* [REQUIRED TASK]: Only those lines running from the line that contains "the form [822,596]." through the end of the material are to be written out, each exactly as shown.

* [LISTED RECORDS]:
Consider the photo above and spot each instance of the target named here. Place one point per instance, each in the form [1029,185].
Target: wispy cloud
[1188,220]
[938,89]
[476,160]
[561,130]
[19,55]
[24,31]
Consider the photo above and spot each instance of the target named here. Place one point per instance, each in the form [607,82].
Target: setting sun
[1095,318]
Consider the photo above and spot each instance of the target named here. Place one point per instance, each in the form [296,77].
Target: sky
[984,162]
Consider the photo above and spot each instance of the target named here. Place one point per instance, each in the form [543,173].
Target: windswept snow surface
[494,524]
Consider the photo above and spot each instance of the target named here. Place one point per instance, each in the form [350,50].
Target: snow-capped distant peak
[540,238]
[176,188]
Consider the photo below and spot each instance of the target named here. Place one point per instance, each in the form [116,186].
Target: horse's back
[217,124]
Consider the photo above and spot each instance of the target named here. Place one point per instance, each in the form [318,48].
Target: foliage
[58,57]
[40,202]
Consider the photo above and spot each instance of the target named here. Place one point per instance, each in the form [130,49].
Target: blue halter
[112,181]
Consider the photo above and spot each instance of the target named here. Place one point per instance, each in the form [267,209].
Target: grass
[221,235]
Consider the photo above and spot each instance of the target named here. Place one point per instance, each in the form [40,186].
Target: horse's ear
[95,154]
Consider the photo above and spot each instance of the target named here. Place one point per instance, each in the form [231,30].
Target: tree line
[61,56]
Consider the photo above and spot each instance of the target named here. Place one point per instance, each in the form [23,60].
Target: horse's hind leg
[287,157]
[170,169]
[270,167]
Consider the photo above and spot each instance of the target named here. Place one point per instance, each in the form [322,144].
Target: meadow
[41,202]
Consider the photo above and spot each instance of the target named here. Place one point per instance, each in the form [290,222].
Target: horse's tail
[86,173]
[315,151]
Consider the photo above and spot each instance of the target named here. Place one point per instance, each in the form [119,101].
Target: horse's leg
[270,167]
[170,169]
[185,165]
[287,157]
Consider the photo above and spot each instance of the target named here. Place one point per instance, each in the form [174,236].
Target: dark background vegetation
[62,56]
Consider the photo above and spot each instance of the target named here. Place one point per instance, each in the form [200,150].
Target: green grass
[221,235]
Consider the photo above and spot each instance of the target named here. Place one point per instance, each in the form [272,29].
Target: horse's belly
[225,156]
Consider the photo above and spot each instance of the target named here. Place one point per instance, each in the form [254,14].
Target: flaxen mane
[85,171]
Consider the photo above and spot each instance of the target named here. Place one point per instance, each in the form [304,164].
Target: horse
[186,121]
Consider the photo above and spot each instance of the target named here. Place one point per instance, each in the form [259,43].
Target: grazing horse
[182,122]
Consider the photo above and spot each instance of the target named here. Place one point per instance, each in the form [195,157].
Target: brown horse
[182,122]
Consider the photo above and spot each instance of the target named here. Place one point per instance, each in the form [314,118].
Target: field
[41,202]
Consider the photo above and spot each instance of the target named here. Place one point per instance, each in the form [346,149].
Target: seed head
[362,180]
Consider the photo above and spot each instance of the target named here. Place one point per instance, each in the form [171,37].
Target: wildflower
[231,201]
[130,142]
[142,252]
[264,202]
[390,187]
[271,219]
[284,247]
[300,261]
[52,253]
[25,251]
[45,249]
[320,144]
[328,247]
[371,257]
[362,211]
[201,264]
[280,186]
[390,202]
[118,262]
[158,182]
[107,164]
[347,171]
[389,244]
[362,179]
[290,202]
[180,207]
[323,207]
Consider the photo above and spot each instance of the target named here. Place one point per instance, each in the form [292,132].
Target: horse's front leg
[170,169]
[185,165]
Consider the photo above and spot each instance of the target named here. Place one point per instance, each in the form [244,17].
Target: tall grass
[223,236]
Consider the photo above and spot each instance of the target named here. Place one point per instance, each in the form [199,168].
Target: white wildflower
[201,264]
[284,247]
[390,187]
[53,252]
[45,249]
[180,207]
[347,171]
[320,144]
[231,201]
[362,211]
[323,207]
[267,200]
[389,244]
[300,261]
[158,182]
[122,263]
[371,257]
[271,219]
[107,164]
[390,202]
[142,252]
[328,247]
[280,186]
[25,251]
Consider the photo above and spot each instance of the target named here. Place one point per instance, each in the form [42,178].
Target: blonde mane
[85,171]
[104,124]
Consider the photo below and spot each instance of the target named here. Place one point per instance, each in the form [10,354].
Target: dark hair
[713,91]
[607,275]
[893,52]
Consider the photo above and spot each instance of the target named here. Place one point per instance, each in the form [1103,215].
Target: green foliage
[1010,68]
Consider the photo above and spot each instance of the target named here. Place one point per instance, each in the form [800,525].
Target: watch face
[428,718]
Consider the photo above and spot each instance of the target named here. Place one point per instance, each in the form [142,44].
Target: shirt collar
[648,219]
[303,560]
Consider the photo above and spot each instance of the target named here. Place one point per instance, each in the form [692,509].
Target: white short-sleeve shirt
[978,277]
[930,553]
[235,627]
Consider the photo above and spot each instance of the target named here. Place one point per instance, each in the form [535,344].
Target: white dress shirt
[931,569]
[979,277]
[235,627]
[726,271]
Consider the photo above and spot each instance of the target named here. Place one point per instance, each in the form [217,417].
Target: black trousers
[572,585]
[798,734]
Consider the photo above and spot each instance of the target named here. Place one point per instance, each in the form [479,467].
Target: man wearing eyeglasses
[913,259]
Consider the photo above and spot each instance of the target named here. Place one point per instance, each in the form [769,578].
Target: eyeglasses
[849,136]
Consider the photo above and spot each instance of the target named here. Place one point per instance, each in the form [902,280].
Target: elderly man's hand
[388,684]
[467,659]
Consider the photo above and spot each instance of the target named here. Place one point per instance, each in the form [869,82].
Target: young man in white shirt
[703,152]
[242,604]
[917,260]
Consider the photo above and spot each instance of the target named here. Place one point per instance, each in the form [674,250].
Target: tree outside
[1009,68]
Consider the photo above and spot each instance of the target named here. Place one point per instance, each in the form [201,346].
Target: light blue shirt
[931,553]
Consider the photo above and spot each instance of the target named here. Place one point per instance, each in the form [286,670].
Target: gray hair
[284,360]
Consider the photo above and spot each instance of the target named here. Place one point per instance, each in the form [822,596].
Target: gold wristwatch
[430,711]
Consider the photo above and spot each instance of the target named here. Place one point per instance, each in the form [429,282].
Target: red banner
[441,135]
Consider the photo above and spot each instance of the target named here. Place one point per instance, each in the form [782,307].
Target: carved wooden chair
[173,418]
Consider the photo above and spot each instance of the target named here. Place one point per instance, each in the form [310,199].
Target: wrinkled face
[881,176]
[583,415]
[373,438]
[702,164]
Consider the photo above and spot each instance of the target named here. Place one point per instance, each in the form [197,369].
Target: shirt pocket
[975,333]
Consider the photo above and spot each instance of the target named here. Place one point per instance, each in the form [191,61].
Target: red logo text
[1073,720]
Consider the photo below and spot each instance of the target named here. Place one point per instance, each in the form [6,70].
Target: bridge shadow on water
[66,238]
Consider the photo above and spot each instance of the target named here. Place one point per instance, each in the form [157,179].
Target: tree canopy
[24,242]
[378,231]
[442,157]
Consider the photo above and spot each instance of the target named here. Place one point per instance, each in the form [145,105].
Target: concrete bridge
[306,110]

* [ANSWER FOR THIS EXERCISE]:
Consider the photo above and spot each instance of the target named here. Place one point per instance, each in the form [822,596].
Target: gold wristwatch
[430,711]
Consider the photo above and spot each instance of the target named here. Place one point per instance, each in the form [429,282].
Target: red banner
[441,135]
Consider the photo above and spot each instance of the target named here. Place one point per instance, each in the form [782,307].
Target: carved wooden chair
[173,418]
Consider the photo above and spot each instance of the target named here. Place one point per instance, each in the form [310,199].
Target: wrinkled face
[881,176]
[583,415]
[373,438]
[702,164]
Consider the photo above and spot each instance of the target named here. Place one point per instance, each in the form [197,369].
Target: shirt pocket
[975,333]
Consider the photo above and spot each instance of the target named here. Place one point per instance, each in the form [191,61].
Target: red logo text
[1073,720]
Consider the photo below and spot each instance of the target named here. Place one point per instance, each in the form [6,70].
Target: bridge shadow on water
[66,238]
Consider the photo above and spot each instance of the target named here. Place one point per instance, each in the form [157,179].
Target: tree canopy
[24,242]
[378,231]
[442,157]
Consider the photo above and spot each instance of the target named here. Place one point per instance, each in the form [145,105].
Target: concrete bridge
[306,110]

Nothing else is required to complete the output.